◆ Problem details
Copy each line of the records below that has "cluster" in it.

[Natural-language object grounding data]
####

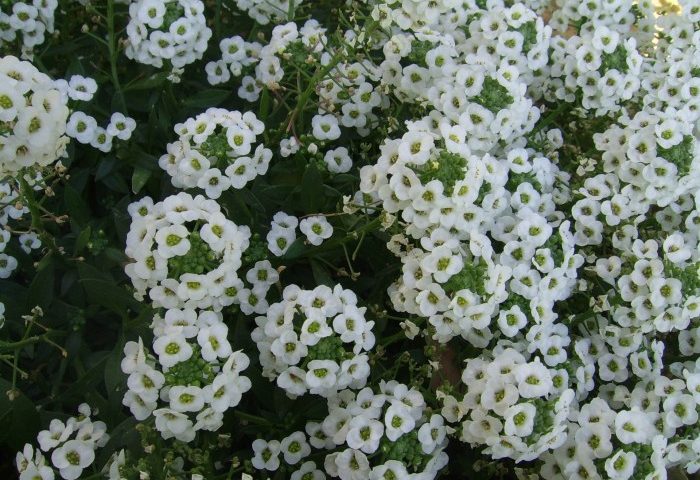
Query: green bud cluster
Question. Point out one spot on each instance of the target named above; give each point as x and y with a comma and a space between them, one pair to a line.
494, 96
515, 179
406, 449
529, 32
544, 419
448, 169
173, 11
194, 371
328, 348
689, 276
471, 277
616, 60
199, 259
419, 49
681, 155
216, 149
257, 250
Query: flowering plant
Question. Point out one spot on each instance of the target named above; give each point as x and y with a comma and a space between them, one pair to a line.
355, 240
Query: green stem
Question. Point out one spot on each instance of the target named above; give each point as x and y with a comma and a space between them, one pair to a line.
113, 52
252, 418
34, 211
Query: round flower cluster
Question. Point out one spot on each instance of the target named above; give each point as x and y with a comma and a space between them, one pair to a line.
29, 21
32, 117
216, 151
391, 428
185, 252
599, 68
315, 341
170, 31
72, 446
264, 62
517, 408
196, 373
483, 93
481, 252
628, 18
347, 95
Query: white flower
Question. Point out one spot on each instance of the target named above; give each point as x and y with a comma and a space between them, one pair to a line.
266, 455
72, 457
57, 433
338, 160
307, 471
295, 448
174, 424
364, 434
398, 421
621, 465
214, 343
316, 228
321, 375
634, 427
172, 349
432, 434
325, 127
186, 399
519, 419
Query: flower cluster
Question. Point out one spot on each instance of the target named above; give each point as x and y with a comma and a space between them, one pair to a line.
185, 252
315, 341
518, 409
72, 446
476, 255
32, 117
391, 428
196, 374
171, 32
28, 21
216, 151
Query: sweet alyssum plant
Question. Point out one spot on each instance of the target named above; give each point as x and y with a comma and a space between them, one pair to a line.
355, 240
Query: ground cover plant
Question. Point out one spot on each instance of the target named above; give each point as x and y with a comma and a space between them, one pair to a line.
361, 240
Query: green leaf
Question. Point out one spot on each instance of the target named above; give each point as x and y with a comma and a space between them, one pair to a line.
19, 418
114, 377
264, 108
206, 98
139, 179
82, 240
75, 205
312, 190
321, 275
105, 167
41, 290
154, 81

####

◆ Response
Query: green bud cluster
Query: round flower cluster
Query: flower cluster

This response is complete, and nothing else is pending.